Problem description:
Could you retype the records below exactly as they appear, skipping any pictures?

Exercise input:
-.-.-
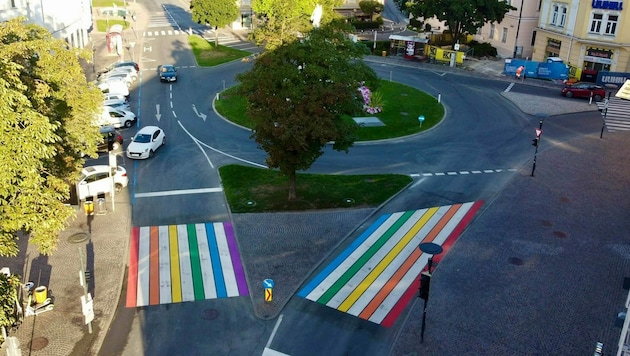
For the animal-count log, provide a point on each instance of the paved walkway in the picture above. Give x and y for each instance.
(538, 272)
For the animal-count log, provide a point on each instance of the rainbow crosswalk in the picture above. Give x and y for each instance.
(181, 263)
(377, 275)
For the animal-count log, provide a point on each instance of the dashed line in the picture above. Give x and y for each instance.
(461, 173)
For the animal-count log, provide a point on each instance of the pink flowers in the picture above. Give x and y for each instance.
(371, 101)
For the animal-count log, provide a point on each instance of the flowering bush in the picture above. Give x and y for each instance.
(371, 101)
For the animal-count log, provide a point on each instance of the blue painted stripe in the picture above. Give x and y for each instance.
(342, 257)
(215, 259)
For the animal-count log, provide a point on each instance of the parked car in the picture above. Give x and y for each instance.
(95, 180)
(146, 142)
(584, 90)
(167, 73)
(116, 117)
(112, 139)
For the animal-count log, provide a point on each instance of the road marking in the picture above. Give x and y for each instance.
(178, 192)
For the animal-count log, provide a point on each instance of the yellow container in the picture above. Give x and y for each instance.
(40, 294)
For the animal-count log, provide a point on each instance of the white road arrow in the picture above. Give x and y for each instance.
(201, 115)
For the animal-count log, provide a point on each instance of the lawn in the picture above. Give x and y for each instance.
(256, 190)
(208, 55)
(402, 105)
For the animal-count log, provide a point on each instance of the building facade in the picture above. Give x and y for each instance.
(514, 36)
(590, 35)
(69, 20)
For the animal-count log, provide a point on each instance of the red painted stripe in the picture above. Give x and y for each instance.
(402, 303)
(132, 273)
(154, 267)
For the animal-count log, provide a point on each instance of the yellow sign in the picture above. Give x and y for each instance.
(624, 91)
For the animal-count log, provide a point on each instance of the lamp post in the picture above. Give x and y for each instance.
(425, 279)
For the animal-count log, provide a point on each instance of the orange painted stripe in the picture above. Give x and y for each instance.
(154, 267)
(409, 262)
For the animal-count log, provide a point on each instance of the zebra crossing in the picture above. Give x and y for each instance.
(181, 263)
(377, 275)
(617, 116)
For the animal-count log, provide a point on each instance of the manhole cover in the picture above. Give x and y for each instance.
(78, 237)
(38, 343)
(210, 314)
(559, 234)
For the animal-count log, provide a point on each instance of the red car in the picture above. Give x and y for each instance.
(584, 90)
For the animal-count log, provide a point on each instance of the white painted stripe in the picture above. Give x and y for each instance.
(382, 252)
(209, 287)
(407, 280)
(185, 268)
(395, 264)
(325, 284)
(142, 297)
(178, 192)
(165, 266)
(231, 287)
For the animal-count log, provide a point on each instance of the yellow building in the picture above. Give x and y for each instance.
-.-.-
Solution to this problem:
For the animal-count log, provide a point on each instance of the paved walkway in the picture above. Give x and y for each instance.
(538, 272)
For the animal-count log, provide a point on each instance of the rainbow crosswalk in the picture above. Give x and y for each instance.
(181, 263)
(377, 275)
For the animal-count log, provide a point on each instance of the dashed line in the picture above. Give x and y for each instance.
(461, 173)
For the animal-count log, provide a point on each instance of the pink flowers in the picture above. Give x and y for each instance.
(371, 101)
For the animal-count log, provide a point on each instance of the flowering bush in the picture above. Give x and y for each instance.
(371, 101)
For the animal-count log, provide a point on each instance of the blue painted stripe in the picture above. Give x and y for each instance.
(342, 257)
(215, 259)
For the animal-count log, provide a point on each instance of the parked car in the picture above. Give x and y for each instance.
(95, 180)
(146, 142)
(584, 90)
(167, 73)
(116, 117)
(112, 139)
For the animal-count log, provide a point on each instance of the road marking in the picture above. Give x and y for each instance.
(178, 192)
For the animal-count log, provide a point on each instance of the yellow container in the picture above. Give x and y for each instance.
(40, 294)
For the animal-count log, provide a point on each instance of the white road arrow in the picture above. Give x and y for each instance.
(201, 115)
For the animal-count log, provide a point on each instance of the lawn in the picture above. Give x and y for each instance.
(256, 190)
(208, 55)
(402, 105)
For the animal-count log, provide a point on each instance of the building facade in the picture above. Give x and y for each instance.
(514, 36)
(590, 35)
(69, 20)
For the animal-count log, provide a point on each instance of the red painted stripe in the picture above. Give x and y for each instance.
(402, 303)
(132, 273)
(154, 267)
For the animal-count log, provide a point on each instance of the yellow sign in the picture above. Give x and y for each instance.
(624, 91)
For the animal-count log, provide a point on each instance of the lamp post in the picture above. Give x and y for each instance.
(425, 279)
For the animal-count log, provide a point on each instance of the orange painted stripe in the picture above. Give x and y for each instance.
(154, 267)
(409, 262)
For the animal-count log, provide a point on each instance of the zebra crossing in the picture above. Give x and y for each instance.
(181, 263)
(377, 275)
(617, 116)
For the animal-count log, provide a point on each instance of the manhole cover in the picture above. Give x and y for each instance.
(78, 237)
(38, 343)
(210, 314)
(559, 234)
For the animal-count log, provide a point on each instance of the red car in the picture above. Give x and y for each instance.
(584, 90)
For the animal-count log, provide a point on each instance of the white painted stripe in the picture above. Give x and y for each instance.
(382, 252)
(209, 287)
(407, 280)
(185, 268)
(395, 264)
(325, 284)
(142, 297)
(178, 192)
(165, 266)
(231, 287)
For the animal-count log, provide a point on each instance of the yellow building in the picture above. Give x and y for each instance.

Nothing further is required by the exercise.